### WHAT IS EXPECTED
Copy the listing below again, starting at the line that contains "like (83, 67)." and continuing through its end, with both ends included. Scale every point coordinate in the answers by 1.7, rounding to whole numbers with halves rounded up. Leave the requests and their sample formats unchanged, and omit the pictures.

### DATASET RECORDS
------------------------------

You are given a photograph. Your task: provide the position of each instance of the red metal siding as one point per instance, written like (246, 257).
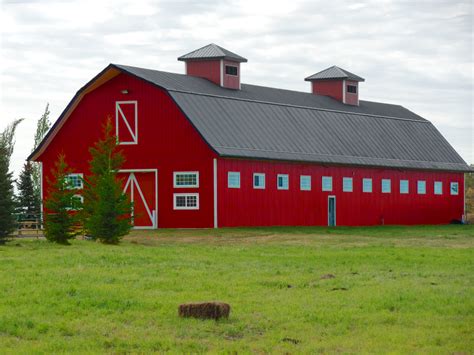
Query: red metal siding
(251, 207)
(166, 141)
(208, 69)
(232, 81)
(332, 88)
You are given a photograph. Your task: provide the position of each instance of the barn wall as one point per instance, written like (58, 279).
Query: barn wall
(251, 207)
(166, 141)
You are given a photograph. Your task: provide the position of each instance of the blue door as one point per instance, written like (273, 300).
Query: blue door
(331, 211)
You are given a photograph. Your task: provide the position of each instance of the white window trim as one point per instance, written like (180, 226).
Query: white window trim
(288, 180)
(228, 179)
(253, 181)
(322, 183)
(352, 184)
(310, 183)
(371, 185)
(185, 207)
(175, 173)
(119, 112)
(81, 175)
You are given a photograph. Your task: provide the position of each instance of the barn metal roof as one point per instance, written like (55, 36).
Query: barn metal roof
(334, 72)
(266, 123)
(212, 51)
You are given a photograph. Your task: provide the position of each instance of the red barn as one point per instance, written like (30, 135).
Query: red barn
(204, 150)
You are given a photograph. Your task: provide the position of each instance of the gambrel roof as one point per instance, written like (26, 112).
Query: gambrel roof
(266, 123)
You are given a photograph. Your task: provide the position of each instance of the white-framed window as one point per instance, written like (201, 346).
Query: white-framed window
(186, 201)
(233, 180)
(421, 187)
(76, 202)
(258, 181)
(454, 188)
(366, 185)
(404, 187)
(75, 181)
(347, 184)
(188, 179)
(326, 183)
(386, 186)
(305, 183)
(126, 122)
(282, 182)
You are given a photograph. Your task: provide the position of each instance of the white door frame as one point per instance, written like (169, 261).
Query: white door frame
(155, 212)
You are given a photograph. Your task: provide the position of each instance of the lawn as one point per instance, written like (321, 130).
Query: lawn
(395, 289)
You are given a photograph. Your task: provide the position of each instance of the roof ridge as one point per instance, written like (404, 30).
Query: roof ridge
(297, 106)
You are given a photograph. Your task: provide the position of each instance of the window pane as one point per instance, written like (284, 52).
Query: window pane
(347, 184)
(305, 183)
(367, 185)
(403, 186)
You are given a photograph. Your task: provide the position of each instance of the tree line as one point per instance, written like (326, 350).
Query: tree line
(103, 215)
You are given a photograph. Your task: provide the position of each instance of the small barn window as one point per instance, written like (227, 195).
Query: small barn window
(258, 181)
(231, 70)
(186, 179)
(327, 183)
(352, 89)
(305, 183)
(233, 180)
(421, 187)
(282, 182)
(404, 186)
(186, 201)
(386, 186)
(75, 181)
(454, 188)
(366, 185)
(347, 184)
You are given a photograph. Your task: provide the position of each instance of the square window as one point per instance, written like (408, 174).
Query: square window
(282, 182)
(188, 179)
(347, 184)
(454, 188)
(258, 181)
(421, 187)
(386, 186)
(404, 187)
(366, 185)
(233, 180)
(305, 183)
(327, 183)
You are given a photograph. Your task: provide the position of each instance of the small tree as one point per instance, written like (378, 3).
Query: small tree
(106, 208)
(28, 203)
(59, 220)
(7, 206)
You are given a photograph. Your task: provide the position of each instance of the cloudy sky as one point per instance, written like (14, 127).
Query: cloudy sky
(415, 53)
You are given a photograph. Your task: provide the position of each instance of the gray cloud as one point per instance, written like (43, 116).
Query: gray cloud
(417, 54)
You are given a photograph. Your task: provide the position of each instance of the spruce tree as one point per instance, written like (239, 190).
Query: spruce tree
(106, 207)
(28, 204)
(60, 221)
(7, 206)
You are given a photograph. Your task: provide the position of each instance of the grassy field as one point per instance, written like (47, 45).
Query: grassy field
(396, 289)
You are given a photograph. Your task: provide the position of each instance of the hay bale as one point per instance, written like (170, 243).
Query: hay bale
(204, 310)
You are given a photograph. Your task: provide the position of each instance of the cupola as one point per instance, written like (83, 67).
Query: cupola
(216, 64)
(336, 83)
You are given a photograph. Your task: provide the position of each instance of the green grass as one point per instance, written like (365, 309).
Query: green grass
(396, 289)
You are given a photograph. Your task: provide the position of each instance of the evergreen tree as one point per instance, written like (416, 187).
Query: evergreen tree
(7, 206)
(27, 201)
(42, 128)
(59, 222)
(106, 207)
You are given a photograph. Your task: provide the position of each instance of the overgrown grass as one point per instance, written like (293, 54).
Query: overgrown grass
(396, 289)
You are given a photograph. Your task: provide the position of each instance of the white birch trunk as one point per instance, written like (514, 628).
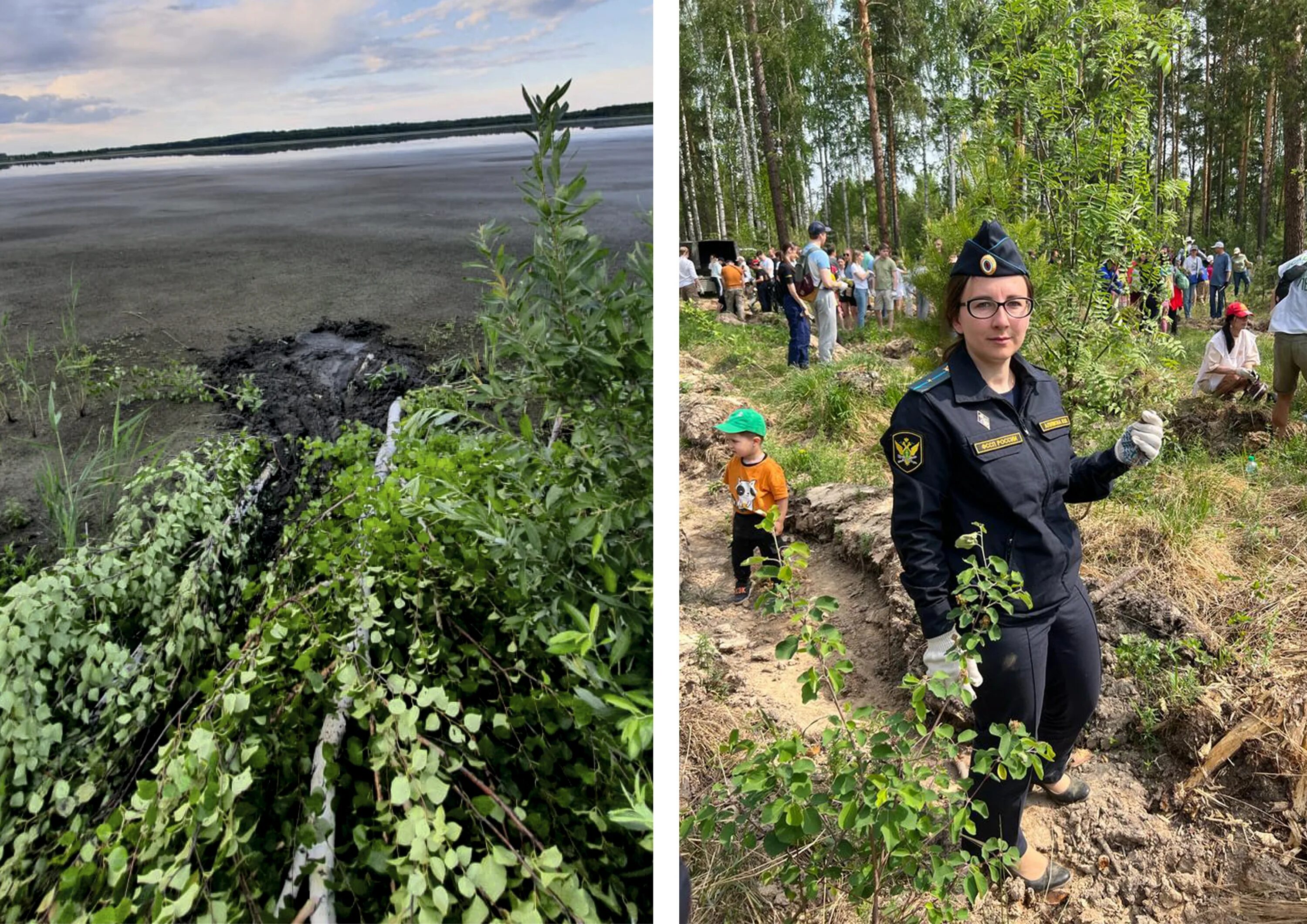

------------------------------

### OUTPUT FOR THIS TASK
You are given a photograph. Your task: provide the position of each instance of the cupola as one point per instance, written like (83, 67).
Query: cupola
(367, 109)
(571, 141)
You are given a photograph. Your task: provide the position of each instance of the green grass as one point per instance, written like (365, 309).
Query: green grass
(673, 491)
You are given a photograph. Your task: provide the position of each instance of the evergreen tree as one point per instance, written like (416, 187).
Query: evergreen tree
(12, 350)
(46, 342)
(71, 218)
(100, 377)
(180, 352)
You are given a photograph. Your task: provide the position of each instance of the overgrown grass as one point per instance, written like (293, 54).
Query: overgrown grass
(673, 491)
You are given a photograph. Your task: provide the position of each instance of the white birch trunk as one point per instance, written like (514, 628).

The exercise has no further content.